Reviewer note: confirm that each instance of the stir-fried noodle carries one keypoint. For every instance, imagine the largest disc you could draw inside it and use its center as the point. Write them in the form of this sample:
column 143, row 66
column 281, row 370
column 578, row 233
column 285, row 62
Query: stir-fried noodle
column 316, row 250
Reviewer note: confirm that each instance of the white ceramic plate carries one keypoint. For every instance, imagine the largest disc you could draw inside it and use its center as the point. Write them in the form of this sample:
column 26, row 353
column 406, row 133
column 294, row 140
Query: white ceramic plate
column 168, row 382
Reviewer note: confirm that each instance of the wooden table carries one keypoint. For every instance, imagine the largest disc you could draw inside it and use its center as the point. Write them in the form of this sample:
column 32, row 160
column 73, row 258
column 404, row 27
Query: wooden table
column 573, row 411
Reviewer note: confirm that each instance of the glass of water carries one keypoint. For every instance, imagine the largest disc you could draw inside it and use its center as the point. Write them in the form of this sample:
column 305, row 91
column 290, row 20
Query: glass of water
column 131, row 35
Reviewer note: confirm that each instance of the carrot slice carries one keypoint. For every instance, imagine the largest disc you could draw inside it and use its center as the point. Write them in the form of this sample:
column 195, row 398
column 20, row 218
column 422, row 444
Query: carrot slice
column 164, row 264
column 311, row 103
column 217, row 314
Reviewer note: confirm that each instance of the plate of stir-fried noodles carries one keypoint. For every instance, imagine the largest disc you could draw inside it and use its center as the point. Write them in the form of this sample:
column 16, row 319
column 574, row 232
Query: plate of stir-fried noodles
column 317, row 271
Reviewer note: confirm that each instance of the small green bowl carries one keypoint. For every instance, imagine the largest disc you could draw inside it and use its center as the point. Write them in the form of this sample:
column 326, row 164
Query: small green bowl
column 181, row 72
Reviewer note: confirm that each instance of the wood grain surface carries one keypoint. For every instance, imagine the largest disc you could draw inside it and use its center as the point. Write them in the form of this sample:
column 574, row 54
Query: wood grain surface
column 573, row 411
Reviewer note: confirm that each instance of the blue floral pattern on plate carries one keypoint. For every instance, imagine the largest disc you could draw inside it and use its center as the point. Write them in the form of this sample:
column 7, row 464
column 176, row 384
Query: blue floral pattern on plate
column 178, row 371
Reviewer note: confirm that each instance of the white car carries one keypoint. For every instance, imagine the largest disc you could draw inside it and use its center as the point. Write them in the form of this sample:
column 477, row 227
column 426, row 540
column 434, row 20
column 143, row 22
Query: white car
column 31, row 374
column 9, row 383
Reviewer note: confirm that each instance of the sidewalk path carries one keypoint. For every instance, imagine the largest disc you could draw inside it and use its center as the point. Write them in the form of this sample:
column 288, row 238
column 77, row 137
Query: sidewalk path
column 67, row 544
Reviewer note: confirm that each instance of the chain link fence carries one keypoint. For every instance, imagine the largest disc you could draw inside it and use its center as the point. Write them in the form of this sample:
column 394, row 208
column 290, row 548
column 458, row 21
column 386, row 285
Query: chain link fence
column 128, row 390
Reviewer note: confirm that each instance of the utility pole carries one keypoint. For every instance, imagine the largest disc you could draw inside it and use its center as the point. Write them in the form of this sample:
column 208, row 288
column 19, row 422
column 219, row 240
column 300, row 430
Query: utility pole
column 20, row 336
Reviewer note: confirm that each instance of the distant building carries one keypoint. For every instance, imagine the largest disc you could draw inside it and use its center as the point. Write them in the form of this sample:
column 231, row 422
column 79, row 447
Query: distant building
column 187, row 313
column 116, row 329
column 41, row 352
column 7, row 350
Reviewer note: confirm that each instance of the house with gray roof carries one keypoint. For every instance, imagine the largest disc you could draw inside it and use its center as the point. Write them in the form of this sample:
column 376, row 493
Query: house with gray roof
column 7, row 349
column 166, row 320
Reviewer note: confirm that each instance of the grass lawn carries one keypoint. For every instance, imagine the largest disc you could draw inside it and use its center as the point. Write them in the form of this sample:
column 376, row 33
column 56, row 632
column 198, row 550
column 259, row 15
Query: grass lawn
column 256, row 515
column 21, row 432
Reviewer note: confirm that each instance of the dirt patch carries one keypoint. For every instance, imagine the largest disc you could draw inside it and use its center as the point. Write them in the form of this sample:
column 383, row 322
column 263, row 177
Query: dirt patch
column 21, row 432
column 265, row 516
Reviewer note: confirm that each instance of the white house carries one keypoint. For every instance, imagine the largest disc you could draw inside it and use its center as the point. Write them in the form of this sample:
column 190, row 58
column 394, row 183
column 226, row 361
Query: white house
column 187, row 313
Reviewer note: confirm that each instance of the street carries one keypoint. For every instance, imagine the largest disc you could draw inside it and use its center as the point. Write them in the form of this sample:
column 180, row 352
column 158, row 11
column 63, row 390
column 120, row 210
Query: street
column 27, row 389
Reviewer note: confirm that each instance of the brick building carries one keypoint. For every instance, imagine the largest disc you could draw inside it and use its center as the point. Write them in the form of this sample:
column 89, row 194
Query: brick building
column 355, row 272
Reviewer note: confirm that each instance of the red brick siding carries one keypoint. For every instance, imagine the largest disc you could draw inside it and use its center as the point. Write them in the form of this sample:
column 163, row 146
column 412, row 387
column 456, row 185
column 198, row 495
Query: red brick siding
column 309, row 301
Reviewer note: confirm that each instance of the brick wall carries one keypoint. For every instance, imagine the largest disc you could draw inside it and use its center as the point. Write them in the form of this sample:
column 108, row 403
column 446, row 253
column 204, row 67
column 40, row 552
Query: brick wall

◆ Short task: Reproduce all of the data above word for word, line by line, with no changes.

◆ Exercise solution:
Reviewer note: confirm that each instance of the stir-fried noodle carries one keypoint. For every instance, imagine the largest disc you could draw inside it and use its center as the point. Write them in the form of this sample:
column 143, row 66
column 281, row 370
column 578, row 233
column 285, row 62
Query: stir-fried noodle
column 316, row 250
Reviewer note: confirm that each instance of the white ceramic plate carries one keypoint. For every instance, imagine the largest disc you could draw inside it and use its center as the point. Write them in the form of this sample:
column 26, row 353
column 406, row 133
column 294, row 140
Query: white ceramic plate
column 168, row 382
Reviewer note: confirm that each instance of the wooden table carries one keypoint. For every instance, imagine the largest disc you could draw inside it and use its center as the point. Write them in the form of this sample:
column 32, row 160
column 73, row 258
column 404, row 27
Query: wooden table
column 573, row 411
Reviewer note: confirm that each instance of the glass of water carries one keypoint. For every instance, imagine the largest disc you could draw inside it and use its center as the point. Write them in the form of this sample:
column 305, row 91
column 290, row 20
Query: glass of water
column 131, row 35
Reviewer note: confirm that each instance of the carrot slice carries one keypoint. For every instance, imagine the largest disc you could draw inside it and use its center as the point. Write them in the form of this sample:
column 195, row 398
column 20, row 218
column 422, row 444
Query: carrot slice
column 164, row 264
column 311, row 103
column 217, row 314
Reviewer note: confirm that each instance of the plate of stir-fried noodles carries one keypoint. For every instance, imagine the largest disc you could draw inside it and use its center as the point. Write them in the form of this sample:
column 16, row 319
column 574, row 232
Query: plate of stir-fried noodles
column 317, row 271
Reviewer note: confirm that each instance of the small green bowl carries one keypoint. For every instance, imagine the largest disc you could draw inside it and use its center as the point. Write them in the form of this sample:
column 326, row 164
Query: small green bowl
column 181, row 72
Reviewer note: confirm that each instance of the wood grain surface carries one keypoint. For every instance, imagine the largest disc you could draw inside it and use its center as the point. Write them in the form of this sample:
column 574, row 54
Query: wood grain surface
column 573, row 411
Reviewer note: confirm that each instance of the blue floral pattern on plate carries one keypoint. For every instance, imagine the largest disc you could draw inside it and use its center as the point. Write them in the form of this sample:
column 7, row 464
column 176, row 384
Query: blue floral pattern on plate
column 178, row 371
Reviewer note: confirm that each instance of the white car carries one keypoint. For every instance, imagine the largest disc you could draw inside it and use its center as the point. Write them in the form of this sample:
column 477, row 227
column 426, row 540
column 434, row 20
column 143, row 22
Query: white car
column 31, row 374
column 9, row 383
Reviewer note: confirm that each instance of the sidewalk path carries one keypoint. For every instance, imagine the largest disc you could draw inside it and use its center as the point. Write them in the form of this sample:
column 288, row 238
column 77, row 137
Query: sidewalk path
column 67, row 544
Reviewer note: confirm that each instance of the chain link fence carries one keypoint. For every instance, imagine the largest disc you could draw inside it and use its center as the point. Write them in the form of this sample:
column 394, row 208
column 290, row 548
column 458, row 21
column 386, row 285
Query: chain link fence
column 128, row 390
Reviewer note: confirm that each instance of the utility pole carries one keypoint. For every instance, imagine the largest disc you could draw inside it and use its center as the point. Write them in the form of this sample:
column 208, row 288
column 19, row 422
column 219, row 240
column 300, row 430
Query: utility pole
column 20, row 336
Reviewer note: confirm that each instance of the distant building carries one keypoint. For every instance, imagine the largest disc you could draw inside it and use its center as the point. Write them in the form of this sample:
column 231, row 422
column 79, row 447
Query: distant building
column 187, row 313
column 116, row 329
column 41, row 352
column 7, row 350
Reviewer note: confirm that each instance of the house with gray roof carries one keypoint. For every instance, imagine the largest disc you could draw inside it and use its center as the point. Write them in the form of this sample:
column 376, row 493
Query: house with gray roof
column 7, row 349
column 166, row 320
Reviewer note: confirm that each instance of the grass lawn carries one keypoint. For every instance, imagine the largest disc you could draw inside it and use its center as the point. Write them in the form of this sample:
column 376, row 33
column 56, row 632
column 198, row 550
column 259, row 15
Query: grass lawn
column 256, row 515
column 21, row 432
Reviewer note: confirm that each instance of the dirt patch carries one keypoint. For every instance, imagine the largest disc you could draw inside it and use its center as the point. Write them in the form of this sample:
column 383, row 322
column 263, row 177
Query: dirt patch
column 21, row 432
column 265, row 516
Reviewer note: confirm that each instance of the white house carries one keypoint. For every instance, imagine the largest disc you could draw inside it and use its center as the point. Write them in the form of this sample:
column 190, row 58
column 394, row 183
column 226, row 361
Query: white house
column 187, row 313
Reviewer note: confirm that each instance of the street carries one keypoint. For every instance, imagine the largest disc you could draw inside it and use its center as the point. Write them in the form of this sample:
column 180, row 352
column 158, row 11
column 63, row 390
column 120, row 210
Query: street
column 27, row 389
Reviewer note: confirm that each instance of the brick building carries one keypoint. For every instance, imagine the largest disc you could draw inside it and use its center as the point. Write them in the form of this sample:
column 89, row 194
Query: brick building
column 355, row 272
Reviewer note: confirm that each instance of the red brick siding carries one keypoint. For every instance, imagine the largest disc you could draw inside it and use its center as the point. Write them in the form of this sample:
column 163, row 146
column 412, row 387
column 456, row 185
column 198, row 495
Query: red brick siding
column 309, row 301
Reviewer note: confirm that each instance of the brick wall carries one keypoint. For every instance, imagine the largest disc you could draw inside it and use its center as the point. Write them in the form of this sample:
column 108, row 403
column 446, row 253
column 204, row 67
column 40, row 552
Query: brick wall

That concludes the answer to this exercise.